-- What this task involves --
In the passage on rapeseed oil as engine fuel, swap "droplets" for "drops" and write out the text between "With these measures" and "step by step.", inclusive.

With these measures in place, typical vegetable-oil disadvantages were reduced noticeably: the engine ran more smoothly, power output stayed closer to diesel levels, and the additional fuel consumption fell.

The challenges of vegetable oil in the tank

Rapeseed oil does not work in an engine without drawbacks. The researchers highlight several technical hurdles:

• Poor atomisation: Thick oil forms larger droplets, which worsens combustion.
• Higher consumption: Per kilowatt-hour of output, the engine generally needs slightly more fuel.
• Exhaust quality: Engines that are poorly set up produce more soot and unburnt hydrocarbons.

These were precisely the points the team investigated on a test bench. Using measurement data, the engineers were able to counter the rapeseed oil “weak spots” in a targeted way and improve operation step by step.

What this means for the environment and climate

Biofuel instead of fossil diesel

Rapeseed oil is classed as a first-generation biofuel. During growth, the crop absorbs CO₂, which is then released again when the fuel is burned. On a balance basis, this can make it considerably more climate-friendly than fossil diesel-provided cultivation is done sustainably.

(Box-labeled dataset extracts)

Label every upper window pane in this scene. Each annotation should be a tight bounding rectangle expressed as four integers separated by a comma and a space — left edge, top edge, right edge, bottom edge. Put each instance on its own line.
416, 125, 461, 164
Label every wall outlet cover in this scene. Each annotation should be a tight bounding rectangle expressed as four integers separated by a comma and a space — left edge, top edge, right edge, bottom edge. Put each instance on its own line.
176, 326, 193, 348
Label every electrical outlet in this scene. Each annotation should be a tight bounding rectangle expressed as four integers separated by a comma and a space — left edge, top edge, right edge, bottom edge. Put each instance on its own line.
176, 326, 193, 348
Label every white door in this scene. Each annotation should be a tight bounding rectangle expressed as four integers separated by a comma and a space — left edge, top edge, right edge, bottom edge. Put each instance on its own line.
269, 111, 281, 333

-- Written response --
With these measures in place, typical vegetable-oil disadvantages were reduced noticeably: the engine ran more smoothly, power output stayed closer to diesel levels, and the additional fuel consumption fell.

The challenges of vegetable oil in the tank

Rapeseed oil does not work in an engine without drawbacks. The researchers highlight several technical hurdles:

• Poor atomisation: Thick oil forms larger drops, which worsens combustion.
• Higher consumption: Per kilowatt-hour of output, the engine generally needs slightly more fuel.
• Exhaust quality: Engines that are poorly set up produce more soot and unburnt hydrocarbons.

These were precisely the points the team investigated on a test bench. Using measurement data, the engineers were able to counter the rapeseed oil “weak spots” in a targeted way and improve operation step by step.